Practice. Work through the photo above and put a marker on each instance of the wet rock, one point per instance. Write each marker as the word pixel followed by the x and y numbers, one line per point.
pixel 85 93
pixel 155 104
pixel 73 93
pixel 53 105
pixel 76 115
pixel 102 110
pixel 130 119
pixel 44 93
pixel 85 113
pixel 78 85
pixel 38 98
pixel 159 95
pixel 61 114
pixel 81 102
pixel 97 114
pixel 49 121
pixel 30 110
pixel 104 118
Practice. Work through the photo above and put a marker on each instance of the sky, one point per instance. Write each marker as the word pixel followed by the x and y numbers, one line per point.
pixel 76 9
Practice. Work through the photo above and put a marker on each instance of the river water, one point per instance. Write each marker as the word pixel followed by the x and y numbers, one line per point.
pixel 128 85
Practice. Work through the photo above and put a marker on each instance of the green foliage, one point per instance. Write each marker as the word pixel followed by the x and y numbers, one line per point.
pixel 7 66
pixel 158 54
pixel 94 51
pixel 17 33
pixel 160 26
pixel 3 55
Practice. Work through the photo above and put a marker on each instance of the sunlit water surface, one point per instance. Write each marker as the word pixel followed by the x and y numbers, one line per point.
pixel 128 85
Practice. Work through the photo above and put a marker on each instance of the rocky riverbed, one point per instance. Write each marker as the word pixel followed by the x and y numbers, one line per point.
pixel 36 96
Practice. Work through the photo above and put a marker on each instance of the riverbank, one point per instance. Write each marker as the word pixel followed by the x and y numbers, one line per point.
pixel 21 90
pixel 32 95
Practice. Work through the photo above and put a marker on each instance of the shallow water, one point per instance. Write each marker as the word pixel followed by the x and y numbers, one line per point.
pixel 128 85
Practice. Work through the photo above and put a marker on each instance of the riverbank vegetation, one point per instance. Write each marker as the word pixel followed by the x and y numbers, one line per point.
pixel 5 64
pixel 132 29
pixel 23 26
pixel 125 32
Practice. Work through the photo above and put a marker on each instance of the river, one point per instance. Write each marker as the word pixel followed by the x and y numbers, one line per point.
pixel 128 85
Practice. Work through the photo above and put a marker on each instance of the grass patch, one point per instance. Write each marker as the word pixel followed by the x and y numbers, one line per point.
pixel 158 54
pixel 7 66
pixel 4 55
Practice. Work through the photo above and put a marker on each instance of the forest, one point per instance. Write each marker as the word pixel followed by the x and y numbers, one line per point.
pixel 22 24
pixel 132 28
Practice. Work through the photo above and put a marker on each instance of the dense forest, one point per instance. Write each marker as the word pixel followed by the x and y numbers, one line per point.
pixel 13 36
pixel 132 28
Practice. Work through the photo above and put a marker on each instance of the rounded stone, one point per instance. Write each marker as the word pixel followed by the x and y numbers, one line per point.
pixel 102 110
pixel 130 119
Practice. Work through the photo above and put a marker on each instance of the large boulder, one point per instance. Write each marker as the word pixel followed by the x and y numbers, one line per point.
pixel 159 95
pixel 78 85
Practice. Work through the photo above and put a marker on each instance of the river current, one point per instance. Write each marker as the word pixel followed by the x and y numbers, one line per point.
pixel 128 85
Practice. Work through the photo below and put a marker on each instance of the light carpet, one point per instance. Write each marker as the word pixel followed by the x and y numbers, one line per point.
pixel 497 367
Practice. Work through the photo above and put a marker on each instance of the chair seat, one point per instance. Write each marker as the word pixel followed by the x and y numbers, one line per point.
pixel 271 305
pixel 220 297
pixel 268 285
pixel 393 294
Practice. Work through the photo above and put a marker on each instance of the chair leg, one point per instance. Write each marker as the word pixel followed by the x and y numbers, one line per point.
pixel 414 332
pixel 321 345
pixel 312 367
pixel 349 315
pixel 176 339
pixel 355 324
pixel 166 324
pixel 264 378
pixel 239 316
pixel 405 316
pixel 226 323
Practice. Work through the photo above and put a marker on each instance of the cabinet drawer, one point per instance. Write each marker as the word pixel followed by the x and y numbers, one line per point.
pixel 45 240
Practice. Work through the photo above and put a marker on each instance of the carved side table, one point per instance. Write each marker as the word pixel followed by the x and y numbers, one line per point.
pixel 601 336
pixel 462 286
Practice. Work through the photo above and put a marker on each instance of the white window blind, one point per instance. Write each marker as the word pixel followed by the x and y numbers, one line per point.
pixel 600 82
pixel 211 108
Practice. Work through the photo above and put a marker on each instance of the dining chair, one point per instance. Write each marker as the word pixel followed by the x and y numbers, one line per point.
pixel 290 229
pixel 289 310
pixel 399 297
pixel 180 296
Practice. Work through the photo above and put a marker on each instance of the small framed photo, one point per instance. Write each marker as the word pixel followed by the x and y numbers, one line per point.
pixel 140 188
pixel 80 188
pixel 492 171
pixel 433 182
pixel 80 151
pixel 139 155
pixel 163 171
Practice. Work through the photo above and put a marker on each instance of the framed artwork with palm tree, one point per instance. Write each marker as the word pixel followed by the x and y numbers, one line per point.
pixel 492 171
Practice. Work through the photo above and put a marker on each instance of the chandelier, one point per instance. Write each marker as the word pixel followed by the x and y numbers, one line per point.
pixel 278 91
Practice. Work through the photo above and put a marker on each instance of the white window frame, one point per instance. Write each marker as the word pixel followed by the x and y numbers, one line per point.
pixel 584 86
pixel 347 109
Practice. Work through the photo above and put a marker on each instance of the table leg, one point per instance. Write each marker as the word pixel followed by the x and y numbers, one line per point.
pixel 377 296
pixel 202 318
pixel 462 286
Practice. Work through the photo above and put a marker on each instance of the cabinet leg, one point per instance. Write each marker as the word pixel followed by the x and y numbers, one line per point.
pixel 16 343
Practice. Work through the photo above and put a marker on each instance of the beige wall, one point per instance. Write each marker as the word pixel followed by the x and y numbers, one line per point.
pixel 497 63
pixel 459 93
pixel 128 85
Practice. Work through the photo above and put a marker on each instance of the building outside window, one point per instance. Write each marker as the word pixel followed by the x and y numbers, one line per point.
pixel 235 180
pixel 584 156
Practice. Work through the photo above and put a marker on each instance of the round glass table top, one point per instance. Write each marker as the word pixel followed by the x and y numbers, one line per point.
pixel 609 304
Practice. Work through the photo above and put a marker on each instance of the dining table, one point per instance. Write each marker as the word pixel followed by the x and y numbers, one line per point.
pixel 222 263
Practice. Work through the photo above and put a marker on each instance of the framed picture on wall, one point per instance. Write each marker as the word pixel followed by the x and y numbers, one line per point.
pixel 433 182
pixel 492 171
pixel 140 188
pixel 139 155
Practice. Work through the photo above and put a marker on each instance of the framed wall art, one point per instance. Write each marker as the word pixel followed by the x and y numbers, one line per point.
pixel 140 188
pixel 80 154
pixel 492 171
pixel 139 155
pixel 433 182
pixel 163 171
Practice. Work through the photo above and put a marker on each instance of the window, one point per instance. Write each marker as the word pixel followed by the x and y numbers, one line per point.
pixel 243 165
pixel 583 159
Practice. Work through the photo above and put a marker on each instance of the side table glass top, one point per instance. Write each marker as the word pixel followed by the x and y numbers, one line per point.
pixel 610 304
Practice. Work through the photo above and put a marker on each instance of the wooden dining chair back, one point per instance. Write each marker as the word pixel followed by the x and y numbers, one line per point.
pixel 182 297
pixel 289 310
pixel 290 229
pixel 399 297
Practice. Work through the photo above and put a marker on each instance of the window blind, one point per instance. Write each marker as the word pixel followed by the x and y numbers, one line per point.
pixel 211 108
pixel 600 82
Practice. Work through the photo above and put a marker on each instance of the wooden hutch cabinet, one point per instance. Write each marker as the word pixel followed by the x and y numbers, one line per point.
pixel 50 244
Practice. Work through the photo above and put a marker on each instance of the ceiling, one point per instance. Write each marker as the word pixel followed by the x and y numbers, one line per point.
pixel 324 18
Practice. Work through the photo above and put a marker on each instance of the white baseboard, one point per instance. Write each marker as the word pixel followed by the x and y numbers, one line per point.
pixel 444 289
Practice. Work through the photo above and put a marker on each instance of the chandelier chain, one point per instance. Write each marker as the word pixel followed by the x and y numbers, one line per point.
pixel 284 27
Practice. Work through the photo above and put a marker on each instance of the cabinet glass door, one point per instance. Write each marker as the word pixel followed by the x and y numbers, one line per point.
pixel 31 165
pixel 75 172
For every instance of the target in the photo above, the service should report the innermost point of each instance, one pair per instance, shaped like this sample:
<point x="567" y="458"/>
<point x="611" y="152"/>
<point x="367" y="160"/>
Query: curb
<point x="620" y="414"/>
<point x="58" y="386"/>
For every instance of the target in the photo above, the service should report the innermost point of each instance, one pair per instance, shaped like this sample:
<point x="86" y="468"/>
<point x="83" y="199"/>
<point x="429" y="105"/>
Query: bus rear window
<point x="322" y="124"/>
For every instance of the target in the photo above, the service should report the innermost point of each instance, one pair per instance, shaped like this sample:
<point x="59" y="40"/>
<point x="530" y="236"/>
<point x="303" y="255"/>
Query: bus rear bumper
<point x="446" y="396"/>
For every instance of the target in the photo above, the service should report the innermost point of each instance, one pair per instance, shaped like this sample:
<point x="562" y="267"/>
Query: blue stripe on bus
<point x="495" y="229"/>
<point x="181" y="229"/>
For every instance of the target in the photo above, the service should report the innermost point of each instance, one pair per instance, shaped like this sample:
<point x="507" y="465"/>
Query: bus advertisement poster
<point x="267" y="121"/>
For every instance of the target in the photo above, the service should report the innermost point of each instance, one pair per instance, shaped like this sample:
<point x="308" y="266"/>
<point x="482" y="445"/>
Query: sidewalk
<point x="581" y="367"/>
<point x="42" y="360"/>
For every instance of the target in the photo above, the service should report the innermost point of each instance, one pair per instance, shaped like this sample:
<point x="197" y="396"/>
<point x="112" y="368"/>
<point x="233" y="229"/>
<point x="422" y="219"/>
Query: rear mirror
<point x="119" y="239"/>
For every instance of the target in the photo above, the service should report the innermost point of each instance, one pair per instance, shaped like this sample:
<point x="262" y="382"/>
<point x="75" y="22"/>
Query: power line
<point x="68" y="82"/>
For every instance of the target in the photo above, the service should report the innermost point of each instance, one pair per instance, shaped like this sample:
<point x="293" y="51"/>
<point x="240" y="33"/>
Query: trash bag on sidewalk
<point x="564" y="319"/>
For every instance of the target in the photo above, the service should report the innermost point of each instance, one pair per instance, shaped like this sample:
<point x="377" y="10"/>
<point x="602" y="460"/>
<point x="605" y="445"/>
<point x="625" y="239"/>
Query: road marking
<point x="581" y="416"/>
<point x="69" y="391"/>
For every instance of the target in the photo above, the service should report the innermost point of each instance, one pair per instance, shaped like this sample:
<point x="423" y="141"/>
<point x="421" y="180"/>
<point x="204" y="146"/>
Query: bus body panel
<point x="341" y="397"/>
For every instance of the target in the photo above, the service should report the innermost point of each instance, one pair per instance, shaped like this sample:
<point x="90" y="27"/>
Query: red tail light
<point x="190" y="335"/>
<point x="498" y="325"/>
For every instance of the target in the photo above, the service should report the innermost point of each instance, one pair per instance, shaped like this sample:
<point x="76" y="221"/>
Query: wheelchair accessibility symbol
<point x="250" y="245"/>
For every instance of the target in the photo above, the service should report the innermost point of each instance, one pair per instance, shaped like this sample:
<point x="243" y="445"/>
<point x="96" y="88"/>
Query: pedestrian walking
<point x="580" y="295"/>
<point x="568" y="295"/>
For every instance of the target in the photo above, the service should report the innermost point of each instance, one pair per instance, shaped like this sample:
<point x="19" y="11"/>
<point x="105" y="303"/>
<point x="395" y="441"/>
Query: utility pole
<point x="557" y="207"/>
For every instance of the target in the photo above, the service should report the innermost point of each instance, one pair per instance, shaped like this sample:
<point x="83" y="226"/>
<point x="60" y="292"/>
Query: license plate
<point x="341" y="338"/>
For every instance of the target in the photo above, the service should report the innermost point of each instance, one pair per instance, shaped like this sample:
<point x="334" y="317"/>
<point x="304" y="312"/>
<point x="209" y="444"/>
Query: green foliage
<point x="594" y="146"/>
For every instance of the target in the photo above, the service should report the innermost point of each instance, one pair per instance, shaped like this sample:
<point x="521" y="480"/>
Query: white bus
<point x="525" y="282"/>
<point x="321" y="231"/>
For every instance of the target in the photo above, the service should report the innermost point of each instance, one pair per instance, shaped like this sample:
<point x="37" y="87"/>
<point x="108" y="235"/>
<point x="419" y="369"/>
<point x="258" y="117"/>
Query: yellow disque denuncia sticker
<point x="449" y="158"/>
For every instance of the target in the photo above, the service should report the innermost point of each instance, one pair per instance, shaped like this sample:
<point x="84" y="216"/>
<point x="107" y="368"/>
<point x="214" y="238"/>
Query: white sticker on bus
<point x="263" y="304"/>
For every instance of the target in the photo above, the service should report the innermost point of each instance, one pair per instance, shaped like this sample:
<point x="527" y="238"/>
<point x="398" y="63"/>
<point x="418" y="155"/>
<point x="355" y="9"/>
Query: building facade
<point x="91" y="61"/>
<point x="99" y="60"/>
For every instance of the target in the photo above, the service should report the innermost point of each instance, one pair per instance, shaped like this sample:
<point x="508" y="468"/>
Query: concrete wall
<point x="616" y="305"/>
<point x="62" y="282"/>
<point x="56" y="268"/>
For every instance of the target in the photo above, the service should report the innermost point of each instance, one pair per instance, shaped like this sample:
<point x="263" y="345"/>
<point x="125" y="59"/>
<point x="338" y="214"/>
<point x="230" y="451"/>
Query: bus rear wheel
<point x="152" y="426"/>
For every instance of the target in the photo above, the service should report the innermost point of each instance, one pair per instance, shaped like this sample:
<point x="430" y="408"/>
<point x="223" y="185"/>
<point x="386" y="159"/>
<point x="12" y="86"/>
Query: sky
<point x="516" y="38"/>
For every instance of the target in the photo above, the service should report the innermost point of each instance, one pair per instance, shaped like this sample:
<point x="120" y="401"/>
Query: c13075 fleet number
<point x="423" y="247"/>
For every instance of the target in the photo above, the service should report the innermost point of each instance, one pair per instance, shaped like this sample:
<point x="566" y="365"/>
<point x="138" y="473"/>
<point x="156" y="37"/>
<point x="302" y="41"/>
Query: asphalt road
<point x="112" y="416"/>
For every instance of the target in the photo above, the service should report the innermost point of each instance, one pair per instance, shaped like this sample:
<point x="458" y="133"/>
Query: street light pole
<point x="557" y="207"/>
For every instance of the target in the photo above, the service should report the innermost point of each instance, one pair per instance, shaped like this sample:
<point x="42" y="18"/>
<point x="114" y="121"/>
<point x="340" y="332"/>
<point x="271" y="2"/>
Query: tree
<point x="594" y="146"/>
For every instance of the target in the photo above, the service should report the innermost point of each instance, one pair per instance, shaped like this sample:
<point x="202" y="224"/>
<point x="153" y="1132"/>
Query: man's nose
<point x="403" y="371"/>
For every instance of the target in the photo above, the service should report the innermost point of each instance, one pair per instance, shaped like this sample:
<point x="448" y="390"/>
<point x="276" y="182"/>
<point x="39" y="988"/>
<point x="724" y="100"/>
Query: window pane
= = =
TASK INSTRUCTIONS » Retype the entries character for character, starting at their first line and continuing up to and including the line with "pixel 32 95".

THE REPLY »
Practice. Work through the photo above and put a marker on each instance of the wet rock, one point per instance. Write each marker as the word pixel followed by the x and y numbers, one line per point.
pixel 85 93
pixel 155 104
pixel 73 93
pixel 53 105
pixel 76 115
pixel 102 110
pixel 130 119
pixel 44 93
pixel 85 113
pixel 78 85
pixel 38 98
pixel 159 95
pixel 61 114
pixel 81 102
pixel 97 114
pixel 49 121
pixel 30 110
pixel 104 118
Practice. Work through the photo above and put a marker on each instance of the sky, one point per instance. Write each marker as the word pixel followed by the x and y numbers, one line per point.
pixel 76 9
Practice. Work through the photo above and put a marker on each instance of the river water, one point per instance. Write each marker as the word pixel followed by the x and y numbers, one line per point.
pixel 128 85
Practice. Work through the photo above and put a marker on each instance of the green foliage, one point per instance. Write each marker as the word pixel followed by the x and y numbers, one line per point.
pixel 7 66
pixel 158 54
pixel 94 51
pixel 17 33
pixel 160 26
pixel 3 55
Practice. Work through the photo above and put a marker on each instance of the sunlit water surface, one point per instance. Write each marker as the word pixel followed by the x and y numbers, one line per point.
pixel 128 85
Practice. Work through the photo above and put a marker on each instance of the rocky riverbed, one point per instance. Write each marker as the word pixel followed by the x and y numbers, one line per point.
pixel 36 96
Practice. Work through the photo above and put a marker on each instance of the riverbank, one point per instance. Write each marker as the word pixel followed by the x and y numbers, one line per point.
pixel 21 90
pixel 32 95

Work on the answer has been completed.